**Request**
Write out each entry again. Keep every word exactly as it is.

**Available data**
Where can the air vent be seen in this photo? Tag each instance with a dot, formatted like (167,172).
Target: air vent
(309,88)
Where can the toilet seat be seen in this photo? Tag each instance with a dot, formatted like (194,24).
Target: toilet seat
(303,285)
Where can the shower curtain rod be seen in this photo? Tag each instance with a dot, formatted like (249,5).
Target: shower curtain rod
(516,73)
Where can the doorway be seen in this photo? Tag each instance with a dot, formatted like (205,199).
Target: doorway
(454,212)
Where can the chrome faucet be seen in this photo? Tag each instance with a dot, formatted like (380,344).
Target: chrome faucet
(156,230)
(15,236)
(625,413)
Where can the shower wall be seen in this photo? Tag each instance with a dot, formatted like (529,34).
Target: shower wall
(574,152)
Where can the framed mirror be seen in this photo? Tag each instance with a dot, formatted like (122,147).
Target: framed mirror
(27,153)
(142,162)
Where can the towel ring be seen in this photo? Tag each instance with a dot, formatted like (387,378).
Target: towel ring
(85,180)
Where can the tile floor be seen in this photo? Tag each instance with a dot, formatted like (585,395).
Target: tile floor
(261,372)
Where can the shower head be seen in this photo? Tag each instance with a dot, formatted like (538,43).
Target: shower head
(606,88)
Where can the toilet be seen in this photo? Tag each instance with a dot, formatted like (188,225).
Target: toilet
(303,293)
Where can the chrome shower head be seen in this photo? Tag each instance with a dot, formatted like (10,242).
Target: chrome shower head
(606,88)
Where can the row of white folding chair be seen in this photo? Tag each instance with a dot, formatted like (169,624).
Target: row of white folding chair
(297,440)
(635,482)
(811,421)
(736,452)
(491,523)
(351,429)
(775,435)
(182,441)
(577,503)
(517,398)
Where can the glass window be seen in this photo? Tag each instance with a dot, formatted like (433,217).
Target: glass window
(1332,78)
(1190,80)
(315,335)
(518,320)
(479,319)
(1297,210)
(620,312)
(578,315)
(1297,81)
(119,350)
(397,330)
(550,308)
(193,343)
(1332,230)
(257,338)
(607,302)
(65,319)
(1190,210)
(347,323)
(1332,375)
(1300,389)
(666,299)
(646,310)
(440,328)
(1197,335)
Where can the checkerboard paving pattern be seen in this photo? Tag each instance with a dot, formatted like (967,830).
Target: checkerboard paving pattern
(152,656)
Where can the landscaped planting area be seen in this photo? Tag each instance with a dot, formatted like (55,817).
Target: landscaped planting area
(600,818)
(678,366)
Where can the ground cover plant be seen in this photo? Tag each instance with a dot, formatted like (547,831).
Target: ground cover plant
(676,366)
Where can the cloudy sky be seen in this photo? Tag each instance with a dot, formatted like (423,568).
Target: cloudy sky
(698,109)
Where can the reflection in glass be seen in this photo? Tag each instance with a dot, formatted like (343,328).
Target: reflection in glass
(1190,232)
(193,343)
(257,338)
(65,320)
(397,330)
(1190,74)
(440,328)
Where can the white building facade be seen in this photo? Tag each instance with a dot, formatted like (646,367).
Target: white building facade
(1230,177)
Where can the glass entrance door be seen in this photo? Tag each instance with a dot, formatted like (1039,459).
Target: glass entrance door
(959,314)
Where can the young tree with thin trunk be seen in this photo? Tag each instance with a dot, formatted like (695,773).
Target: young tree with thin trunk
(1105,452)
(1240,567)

**Complete response**
Where can the air vent be seen in this photo? Tag each instance with a dot, formatted like (167,172).
Target: air vent
(309,88)
Where can the toilet seat be seen in this photo? Tag each instance with a dot, formatted like (194,24).
Target: toilet seat
(303,285)
Where can the shower curtain rod be seen in this photo? Tag each instance with a dot, formatted like (249,5).
Target: shower curtain rod
(516,73)
Where can the doorway be seen in this photo? Tag each instance with a dot, formatted like (205,199).
Target: doorway
(454,212)
Where can the chrome faucet be seen in this photo? Tag each instance with a dot, formatted like (380,344).
Target: chrome faucet
(156,230)
(15,236)
(625,413)
Where can the shower wall be seen in this photo? Tag each instance with a dot, formatted like (529,34).
Target: shower wall
(574,152)
Where can the framed mirror be seen in this photo? Tag each instance with a dot, formatted like (122,147).
Target: framed mirror
(27,153)
(142,162)
Where can the towel ring be seen in this photo? Tag each instance with a dot, formatted like (387,378).
Target: towel ring
(85,180)
Where can the tile floor be seen in this photo? Tag each instance with a dot, formatted like (585,395).
Target: tile floor
(261,372)
Where can the shower head be seen in this photo? Tag each instance with a dot, formatted like (538,43).
Target: shower head
(606,88)
Where can the toilet be seen in this photo? Tag each instance with a dot, formatted like (188,225).
Target: toilet
(303,293)
Where can the chrome shower head be seen in this photo? Tag each instance with a dot, formatted like (10,242).
Target: chrome shower head
(606,88)
Where can the row of white folding chair be seen in this photo? Tag each instance with a dot, formatted like (169,624).
Target: row of white folding chair
(297,440)
(635,482)
(811,421)
(736,452)
(491,523)
(351,429)
(775,435)
(182,441)
(577,503)
(517,398)
Where can the glass window be seen in this photo? Tag each instance with a dot, formatted like (433,217).
Target: glass window
(1332,78)
(1190,80)
(315,335)
(518,320)
(479,319)
(1297,210)
(620,312)
(578,315)
(1297,81)
(119,350)
(397,330)
(550,308)
(193,343)
(1332,230)
(257,338)
(607,302)
(65,319)
(1190,210)
(347,323)
(1332,375)
(1300,389)
(666,299)
(646,310)
(440,328)
(1197,335)
Where can the checkerboard paving pattern be seen in this photo? Tag each instance with a dot, formatted like (967,830).
Target: checkerboard paving pattern
(152,656)
Where can the landscaped planting area be seen in this photo? Tag each instance with a dot, formatted like (55,817).
Target: landscaped planting area
(600,818)
(678,366)
Where can the ground cover plant be seen in this photo? Tag each instance with a dot, formatted like (547,831).
Target: ground cover plant
(676,366)
Where can the cloudy sky be seen in this photo? Tag each instance with a dot, formatted like (423,568).
Target: cloudy sky
(698,109)
Where can the reflection in glass be seen in this photo? Tag each instance with a dot, formatted like (343,328).
Target: reflection in glass
(1190,232)
(193,343)
(257,338)
(65,320)
(397,330)
(1190,74)
(440,328)
Where can the white building facade be seen in this photo? Tag each instance with a dot, formatted like (646,367).
Target: white building facade
(1230,177)
Where can the glass entrance door be seen in this photo? Tag each instance with a dot, formatted like (1039,459).
Target: glass entrance door
(959,314)
Where can the young tree with thin trunk be seen in this photo? Tag each instance with a dot, formatted like (695,773).
Target: young tree with thin trunk
(1105,452)
(1240,567)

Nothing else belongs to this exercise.